## EXERCISE INSTRUCTIONS
Update the material from its first line through the line with "box: [816, 587, 856, 606]", replacing "rough mask" with "coarse mask" and keeping everything else the same.

## Dataset entries
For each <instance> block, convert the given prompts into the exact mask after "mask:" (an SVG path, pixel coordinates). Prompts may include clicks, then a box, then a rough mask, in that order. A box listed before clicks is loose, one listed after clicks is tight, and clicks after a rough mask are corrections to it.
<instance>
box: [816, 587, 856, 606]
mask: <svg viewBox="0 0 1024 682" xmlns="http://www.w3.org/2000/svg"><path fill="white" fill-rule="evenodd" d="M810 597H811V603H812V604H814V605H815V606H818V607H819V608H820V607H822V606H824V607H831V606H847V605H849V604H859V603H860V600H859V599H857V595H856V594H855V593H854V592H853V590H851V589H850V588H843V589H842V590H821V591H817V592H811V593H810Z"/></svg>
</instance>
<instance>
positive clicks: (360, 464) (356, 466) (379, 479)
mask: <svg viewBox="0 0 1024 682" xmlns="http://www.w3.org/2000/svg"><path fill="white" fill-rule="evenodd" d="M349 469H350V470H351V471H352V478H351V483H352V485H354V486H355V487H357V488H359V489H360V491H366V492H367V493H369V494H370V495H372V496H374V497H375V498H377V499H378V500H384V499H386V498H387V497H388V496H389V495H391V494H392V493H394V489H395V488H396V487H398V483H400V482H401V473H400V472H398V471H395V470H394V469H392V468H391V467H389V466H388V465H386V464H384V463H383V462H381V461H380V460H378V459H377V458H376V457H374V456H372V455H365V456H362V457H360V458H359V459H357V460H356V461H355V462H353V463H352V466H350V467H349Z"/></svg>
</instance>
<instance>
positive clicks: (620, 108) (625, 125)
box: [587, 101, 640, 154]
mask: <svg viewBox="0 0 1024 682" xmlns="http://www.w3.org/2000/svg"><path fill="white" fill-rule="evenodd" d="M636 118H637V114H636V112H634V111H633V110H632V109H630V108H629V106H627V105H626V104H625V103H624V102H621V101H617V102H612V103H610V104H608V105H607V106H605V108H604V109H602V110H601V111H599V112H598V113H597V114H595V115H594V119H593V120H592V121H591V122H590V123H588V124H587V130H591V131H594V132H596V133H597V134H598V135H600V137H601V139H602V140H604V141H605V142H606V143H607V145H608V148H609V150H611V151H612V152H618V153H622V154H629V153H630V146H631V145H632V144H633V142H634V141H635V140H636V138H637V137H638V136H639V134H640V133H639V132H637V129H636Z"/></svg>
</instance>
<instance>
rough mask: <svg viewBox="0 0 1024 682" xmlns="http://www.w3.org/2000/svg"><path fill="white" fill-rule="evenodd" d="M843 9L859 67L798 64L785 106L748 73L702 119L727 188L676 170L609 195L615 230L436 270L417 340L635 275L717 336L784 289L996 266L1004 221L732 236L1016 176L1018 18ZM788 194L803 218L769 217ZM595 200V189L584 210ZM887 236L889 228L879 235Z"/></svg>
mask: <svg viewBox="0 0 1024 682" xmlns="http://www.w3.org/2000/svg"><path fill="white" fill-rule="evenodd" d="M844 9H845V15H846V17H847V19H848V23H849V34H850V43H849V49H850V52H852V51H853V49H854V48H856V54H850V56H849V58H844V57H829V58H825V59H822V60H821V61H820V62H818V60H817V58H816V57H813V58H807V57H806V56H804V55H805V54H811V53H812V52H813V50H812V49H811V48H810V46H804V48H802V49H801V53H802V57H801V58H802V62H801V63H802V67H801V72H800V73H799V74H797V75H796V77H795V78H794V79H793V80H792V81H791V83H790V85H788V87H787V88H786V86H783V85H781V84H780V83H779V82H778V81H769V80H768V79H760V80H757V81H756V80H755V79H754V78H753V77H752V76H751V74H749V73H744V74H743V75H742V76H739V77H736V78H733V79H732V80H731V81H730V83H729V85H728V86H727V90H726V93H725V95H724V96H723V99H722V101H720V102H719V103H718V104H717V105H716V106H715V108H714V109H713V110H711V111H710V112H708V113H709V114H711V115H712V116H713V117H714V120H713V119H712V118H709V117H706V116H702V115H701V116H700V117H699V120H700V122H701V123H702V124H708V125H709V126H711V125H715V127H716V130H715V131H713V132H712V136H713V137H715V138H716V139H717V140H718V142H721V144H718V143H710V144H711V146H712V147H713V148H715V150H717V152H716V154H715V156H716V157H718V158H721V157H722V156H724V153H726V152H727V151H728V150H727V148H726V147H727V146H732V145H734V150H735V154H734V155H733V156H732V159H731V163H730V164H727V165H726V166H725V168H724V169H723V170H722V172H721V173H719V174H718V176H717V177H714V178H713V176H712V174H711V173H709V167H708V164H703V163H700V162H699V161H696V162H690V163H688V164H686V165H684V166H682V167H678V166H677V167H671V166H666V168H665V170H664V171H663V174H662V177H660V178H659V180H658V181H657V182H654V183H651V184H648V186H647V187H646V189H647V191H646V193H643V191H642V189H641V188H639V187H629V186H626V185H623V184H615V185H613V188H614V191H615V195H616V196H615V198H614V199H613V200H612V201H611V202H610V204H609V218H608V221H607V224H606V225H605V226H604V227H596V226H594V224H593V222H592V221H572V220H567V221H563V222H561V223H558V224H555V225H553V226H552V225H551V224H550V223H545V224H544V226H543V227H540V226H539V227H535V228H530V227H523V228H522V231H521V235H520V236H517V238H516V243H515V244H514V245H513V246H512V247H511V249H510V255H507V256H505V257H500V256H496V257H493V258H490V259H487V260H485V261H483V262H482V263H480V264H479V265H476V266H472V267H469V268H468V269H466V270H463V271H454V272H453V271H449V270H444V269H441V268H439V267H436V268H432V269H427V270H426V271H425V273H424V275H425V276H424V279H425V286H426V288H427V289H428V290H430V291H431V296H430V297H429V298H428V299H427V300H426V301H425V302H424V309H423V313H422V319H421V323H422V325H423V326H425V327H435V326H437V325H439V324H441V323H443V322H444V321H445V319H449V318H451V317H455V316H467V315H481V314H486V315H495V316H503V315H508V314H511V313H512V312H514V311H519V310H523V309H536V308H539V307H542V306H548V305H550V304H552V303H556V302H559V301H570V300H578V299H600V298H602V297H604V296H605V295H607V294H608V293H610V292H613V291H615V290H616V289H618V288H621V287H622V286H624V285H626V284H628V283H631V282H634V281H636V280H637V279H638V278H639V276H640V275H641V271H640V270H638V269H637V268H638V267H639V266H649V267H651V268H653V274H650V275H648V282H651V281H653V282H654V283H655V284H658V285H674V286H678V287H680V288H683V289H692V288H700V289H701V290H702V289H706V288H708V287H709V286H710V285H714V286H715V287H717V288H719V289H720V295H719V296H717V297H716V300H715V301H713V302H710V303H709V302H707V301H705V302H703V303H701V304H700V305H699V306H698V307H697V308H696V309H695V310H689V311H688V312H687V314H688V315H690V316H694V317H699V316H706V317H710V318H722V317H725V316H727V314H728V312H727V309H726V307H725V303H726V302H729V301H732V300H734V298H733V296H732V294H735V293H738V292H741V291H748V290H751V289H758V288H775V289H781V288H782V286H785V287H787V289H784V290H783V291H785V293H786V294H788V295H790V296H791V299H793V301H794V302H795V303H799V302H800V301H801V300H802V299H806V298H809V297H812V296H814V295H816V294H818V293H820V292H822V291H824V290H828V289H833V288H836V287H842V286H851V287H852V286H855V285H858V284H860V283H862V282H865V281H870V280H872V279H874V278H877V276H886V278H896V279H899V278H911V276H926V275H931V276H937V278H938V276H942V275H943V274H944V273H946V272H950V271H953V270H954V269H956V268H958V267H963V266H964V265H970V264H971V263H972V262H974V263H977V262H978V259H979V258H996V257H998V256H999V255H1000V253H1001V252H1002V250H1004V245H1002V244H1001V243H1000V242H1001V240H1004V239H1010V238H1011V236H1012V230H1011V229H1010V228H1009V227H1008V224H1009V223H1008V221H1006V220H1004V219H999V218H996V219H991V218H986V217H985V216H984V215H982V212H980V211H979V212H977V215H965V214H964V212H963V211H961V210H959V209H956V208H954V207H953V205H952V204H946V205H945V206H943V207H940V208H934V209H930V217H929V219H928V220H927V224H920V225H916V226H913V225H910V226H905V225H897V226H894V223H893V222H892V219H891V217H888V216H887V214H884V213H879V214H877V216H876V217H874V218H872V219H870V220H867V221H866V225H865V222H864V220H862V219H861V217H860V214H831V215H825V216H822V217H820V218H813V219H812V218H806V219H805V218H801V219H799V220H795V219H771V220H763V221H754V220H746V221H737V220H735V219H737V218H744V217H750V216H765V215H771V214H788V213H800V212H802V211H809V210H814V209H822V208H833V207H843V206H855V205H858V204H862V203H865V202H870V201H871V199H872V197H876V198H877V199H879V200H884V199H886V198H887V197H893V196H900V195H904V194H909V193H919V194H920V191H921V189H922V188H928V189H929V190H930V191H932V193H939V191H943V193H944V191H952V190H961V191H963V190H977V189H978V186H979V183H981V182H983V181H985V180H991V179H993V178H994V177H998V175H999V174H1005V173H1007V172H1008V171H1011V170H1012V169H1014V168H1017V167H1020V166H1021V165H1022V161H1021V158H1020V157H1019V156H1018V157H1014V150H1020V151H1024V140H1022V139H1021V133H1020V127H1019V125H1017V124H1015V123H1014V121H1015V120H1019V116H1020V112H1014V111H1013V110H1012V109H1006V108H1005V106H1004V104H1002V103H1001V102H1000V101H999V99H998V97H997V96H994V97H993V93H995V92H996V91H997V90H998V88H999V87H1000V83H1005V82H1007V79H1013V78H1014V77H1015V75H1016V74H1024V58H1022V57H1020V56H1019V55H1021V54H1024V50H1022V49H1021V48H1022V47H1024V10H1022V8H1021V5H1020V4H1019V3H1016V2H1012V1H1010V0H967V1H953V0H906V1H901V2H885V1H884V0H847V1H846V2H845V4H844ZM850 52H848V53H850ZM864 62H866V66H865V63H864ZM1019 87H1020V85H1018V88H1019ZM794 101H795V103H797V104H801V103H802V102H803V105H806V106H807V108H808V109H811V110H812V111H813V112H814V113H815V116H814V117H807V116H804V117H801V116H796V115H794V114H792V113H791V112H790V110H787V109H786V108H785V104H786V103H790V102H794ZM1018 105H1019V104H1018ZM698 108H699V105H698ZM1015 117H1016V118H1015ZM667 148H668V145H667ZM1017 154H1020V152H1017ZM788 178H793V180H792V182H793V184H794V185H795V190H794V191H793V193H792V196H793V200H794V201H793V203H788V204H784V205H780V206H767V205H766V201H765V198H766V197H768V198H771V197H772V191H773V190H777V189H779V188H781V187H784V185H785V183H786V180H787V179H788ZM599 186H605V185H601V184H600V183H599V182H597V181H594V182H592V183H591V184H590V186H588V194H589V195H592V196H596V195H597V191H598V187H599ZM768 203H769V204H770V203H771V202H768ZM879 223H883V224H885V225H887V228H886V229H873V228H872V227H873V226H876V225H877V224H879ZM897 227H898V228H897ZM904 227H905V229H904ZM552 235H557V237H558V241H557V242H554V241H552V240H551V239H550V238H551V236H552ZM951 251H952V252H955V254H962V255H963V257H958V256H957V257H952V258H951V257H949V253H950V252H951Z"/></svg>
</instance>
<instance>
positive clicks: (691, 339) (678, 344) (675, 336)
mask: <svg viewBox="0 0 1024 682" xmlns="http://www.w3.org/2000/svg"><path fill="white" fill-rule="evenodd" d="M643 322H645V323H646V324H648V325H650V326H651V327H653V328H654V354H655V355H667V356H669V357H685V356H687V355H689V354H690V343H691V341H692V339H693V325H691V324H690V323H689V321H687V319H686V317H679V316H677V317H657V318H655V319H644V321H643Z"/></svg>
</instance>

## ANSWER AREA
For each <instance> block, convert the given prompts into the exact mask after "mask:" (an SVG path, pixel coordinates). Prompts may include clicks, then a box, then a coarse mask, in that order. A box listed before clicks is loose, one listed after clicks is tight, and clicks after a coarse mask are corrections to it.
<instance>
box: [816, 587, 856, 606]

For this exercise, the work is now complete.